══ Source material
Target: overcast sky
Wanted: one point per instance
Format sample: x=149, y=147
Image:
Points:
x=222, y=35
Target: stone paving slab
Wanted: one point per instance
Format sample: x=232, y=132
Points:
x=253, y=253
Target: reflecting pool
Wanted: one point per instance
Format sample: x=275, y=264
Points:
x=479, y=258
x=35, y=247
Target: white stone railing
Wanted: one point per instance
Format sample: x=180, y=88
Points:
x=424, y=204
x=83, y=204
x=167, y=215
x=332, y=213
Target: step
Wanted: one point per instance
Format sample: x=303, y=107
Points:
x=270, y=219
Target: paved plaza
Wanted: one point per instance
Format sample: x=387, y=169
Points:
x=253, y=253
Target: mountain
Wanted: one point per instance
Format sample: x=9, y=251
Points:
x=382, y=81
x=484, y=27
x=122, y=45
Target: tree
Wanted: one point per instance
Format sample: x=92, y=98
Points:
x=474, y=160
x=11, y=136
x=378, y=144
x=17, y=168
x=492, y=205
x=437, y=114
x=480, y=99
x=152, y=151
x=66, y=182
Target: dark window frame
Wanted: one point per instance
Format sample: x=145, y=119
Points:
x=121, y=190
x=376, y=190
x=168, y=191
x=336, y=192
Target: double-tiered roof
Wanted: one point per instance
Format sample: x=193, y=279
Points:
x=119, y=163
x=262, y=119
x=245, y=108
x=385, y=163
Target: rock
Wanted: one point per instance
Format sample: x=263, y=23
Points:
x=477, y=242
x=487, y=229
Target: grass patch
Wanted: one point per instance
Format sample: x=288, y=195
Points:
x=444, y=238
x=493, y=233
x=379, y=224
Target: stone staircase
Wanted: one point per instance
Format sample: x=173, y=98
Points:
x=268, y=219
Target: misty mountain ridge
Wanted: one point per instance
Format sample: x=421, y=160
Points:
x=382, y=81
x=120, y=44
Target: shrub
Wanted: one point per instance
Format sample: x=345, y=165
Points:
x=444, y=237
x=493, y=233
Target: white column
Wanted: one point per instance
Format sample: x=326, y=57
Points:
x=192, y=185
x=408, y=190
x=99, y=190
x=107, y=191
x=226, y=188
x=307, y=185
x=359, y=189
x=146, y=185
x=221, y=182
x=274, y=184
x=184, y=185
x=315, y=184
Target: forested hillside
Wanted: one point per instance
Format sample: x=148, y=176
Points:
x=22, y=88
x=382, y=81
════
══ Source material
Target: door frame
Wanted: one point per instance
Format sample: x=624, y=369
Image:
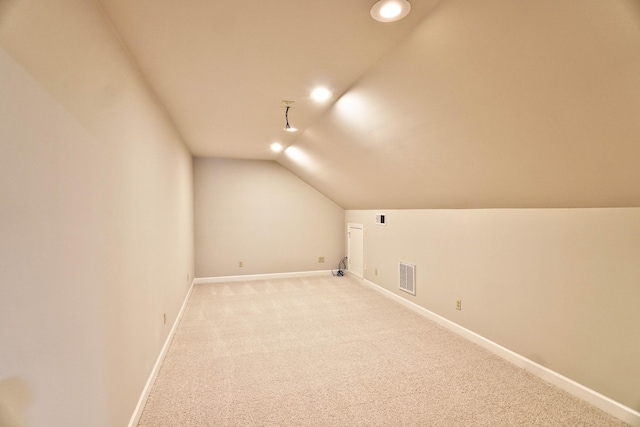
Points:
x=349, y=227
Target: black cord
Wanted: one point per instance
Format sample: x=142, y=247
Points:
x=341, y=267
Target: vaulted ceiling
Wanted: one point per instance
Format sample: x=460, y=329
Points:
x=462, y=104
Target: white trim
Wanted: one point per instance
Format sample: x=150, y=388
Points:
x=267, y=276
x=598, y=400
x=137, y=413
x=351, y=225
════
* [Assigned task]
From the line holding "Target: stone paving slab" to the line holding "Format sample: x=387, y=169", inclusive, restate each line above exactly as written.

* [Reply]
Target: stone paving slab
Wanted: one point per instance
Format sample: x=232, y=132
Points:
x=253, y=253
Target: reflecting pool
Wanted: one point per instance
Format sample: x=275, y=264
Points:
x=479, y=258
x=35, y=247
Target: white stone railing
Wanted: one point per instance
Format sample: x=180, y=88
Points:
x=424, y=204
x=83, y=204
x=167, y=215
x=332, y=213
Target: step
Wanted: one point per instance
Format sample: x=303, y=107
Points:
x=270, y=219
Target: paved plaza
Wanted: one point per instance
Format sample: x=387, y=169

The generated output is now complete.